• SUPPLIED DATA:

=======

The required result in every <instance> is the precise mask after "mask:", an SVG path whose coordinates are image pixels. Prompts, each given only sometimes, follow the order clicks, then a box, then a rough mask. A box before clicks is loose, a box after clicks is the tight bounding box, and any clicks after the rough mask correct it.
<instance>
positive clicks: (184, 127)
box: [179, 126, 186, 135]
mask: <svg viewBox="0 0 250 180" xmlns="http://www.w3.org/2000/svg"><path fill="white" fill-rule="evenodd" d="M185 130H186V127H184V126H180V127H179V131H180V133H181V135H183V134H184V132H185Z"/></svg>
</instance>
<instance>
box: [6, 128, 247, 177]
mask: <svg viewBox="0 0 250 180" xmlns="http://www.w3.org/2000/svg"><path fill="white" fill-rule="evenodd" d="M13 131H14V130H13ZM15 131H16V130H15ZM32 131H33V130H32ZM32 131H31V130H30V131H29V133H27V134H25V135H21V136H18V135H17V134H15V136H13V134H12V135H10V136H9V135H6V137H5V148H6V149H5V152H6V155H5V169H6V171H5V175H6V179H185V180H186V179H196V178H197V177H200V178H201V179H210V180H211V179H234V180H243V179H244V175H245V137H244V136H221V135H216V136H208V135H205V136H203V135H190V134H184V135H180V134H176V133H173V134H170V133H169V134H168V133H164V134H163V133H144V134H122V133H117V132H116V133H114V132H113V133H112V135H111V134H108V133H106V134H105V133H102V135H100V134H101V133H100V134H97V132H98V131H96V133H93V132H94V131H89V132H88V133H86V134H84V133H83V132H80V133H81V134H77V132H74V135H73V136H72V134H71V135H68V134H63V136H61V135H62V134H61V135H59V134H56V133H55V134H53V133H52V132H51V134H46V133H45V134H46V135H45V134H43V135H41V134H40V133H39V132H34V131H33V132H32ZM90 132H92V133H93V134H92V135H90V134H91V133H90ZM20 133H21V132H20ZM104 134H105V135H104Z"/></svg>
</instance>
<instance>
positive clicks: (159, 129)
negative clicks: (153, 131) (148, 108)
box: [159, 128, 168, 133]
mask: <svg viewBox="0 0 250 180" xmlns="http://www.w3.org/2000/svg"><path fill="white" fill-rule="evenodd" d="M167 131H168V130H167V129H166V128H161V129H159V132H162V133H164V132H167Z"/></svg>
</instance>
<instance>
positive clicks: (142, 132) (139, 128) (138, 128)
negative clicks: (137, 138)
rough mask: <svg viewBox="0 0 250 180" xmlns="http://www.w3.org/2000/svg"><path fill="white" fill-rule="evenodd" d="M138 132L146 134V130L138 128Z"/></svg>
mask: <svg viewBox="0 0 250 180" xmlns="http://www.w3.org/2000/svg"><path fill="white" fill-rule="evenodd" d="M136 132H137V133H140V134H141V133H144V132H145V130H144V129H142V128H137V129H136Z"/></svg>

=======

• EXERCISE GOAL:
Send back every record, precisely as written.

• RESULT OF THE TASK:
The required result in every <instance> is the precise mask after "mask:", an SVG path whose coordinates are image pixels. Prompts, each given only sometimes, follow the order clicks, then a box, then a rough mask. A box before clicks is loose, a box after clicks is the tight bounding box, and any clicks after the rough mask correct it.
<instance>
positive clicks: (184, 127)
box: [179, 126, 186, 135]
mask: <svg viewBox="0 0 250 180" xmlns="http://www.w3.org/2000/svg"><path fill="white" fill-rule="evenodd" d="M185 130H186V127H184V126H180V127H179V131H180V133H181V135H183V134H184V132H185Z"/></svg>
</instance>
<instance>
box: [6, 128, 247, 177]
mask: <svg viewBox="0 0 250 180" xmlns="http://www.w3.org/2000/svg"><path fill="white" fill-rule="evenodd" d="M13 131H14V130H13ZM15 131H16V130H15ZM32 131H33V130H32ZM32 131H31V130H30V131H29V133H27V134H25V135H21V136H18V135H17V134H15V136H13V134H12V135H10V136H9V135H6V137H5V148H6V149H5V152H6V155H5V169H6V171H5V175H6V179H185V180H186V179H196V178H197V177H200V178H201V179H210V180H211V179H234V180H243V179H244V175H245V137H244V136H221V135H216V136H208V135H205V136H203V135H190V134H184V135H180V134H176V133H173V134H170V133H169V134H168V133H164V134H163V133H144V134H122V133H117V132H116V133H114V132H113V133H112V135H111V134H108V133H106V134H105V133H102V135H100V134H101V133H100V134H97V132H98V131H96V133H93V132H94V131H89V132H88V133H86V134H84V133H83V132H80V133H81V134H77V132H74V135H73V136H72V134H71V135H68V134H63V136H61V135H62V134H61V135H59V134H56V133H55V134H53V133H52V132H51V134H46V133H45V134H46V135H45V134H43V135H41V134H40V133H39V132H34V131H33V132H32ZM90 132H92V133H93V134H92V135H90V134H91V133H90ZM20 133H21V132H20ZM104 134H105V135H104Z"/></svg>
</instance>
<instance>
positive clicks: (159, 129)
negative clicks: (153, 131) (148, 108)
box: [159, 128, 168, 133]
mask: <svg viewBox="0 0 250 180" xmlns="http://www.w3.org/2000/svg"><path fill="white" fill-rule="evenodd" d="M167 131H168V130H167V129H166V128H161V129H159V132H162V133H164V132H167Z"/></svg>
</instance>
<instance>
positive clicks: (142, 132) (139, 128) (138, 128)
negative clicks: (137, 138)
rough mask: <svg viewBox="0 0 250 180" xmlns="http://www.w3.org/2000/svg"><path fill="white" fill-rule="evenodd" d="M138 132L146 134V130L138 128Z"/></svg>
mask: <svg viewBox="0 0 250 180" xmlns="http://www.w3.org/2000/svg"><path fill="white" fill-rule="evenodd" d="M136 132H137V133H140V134H141V133H144V132H145V130H144V129H142V128H137V129H136Z"/></svg>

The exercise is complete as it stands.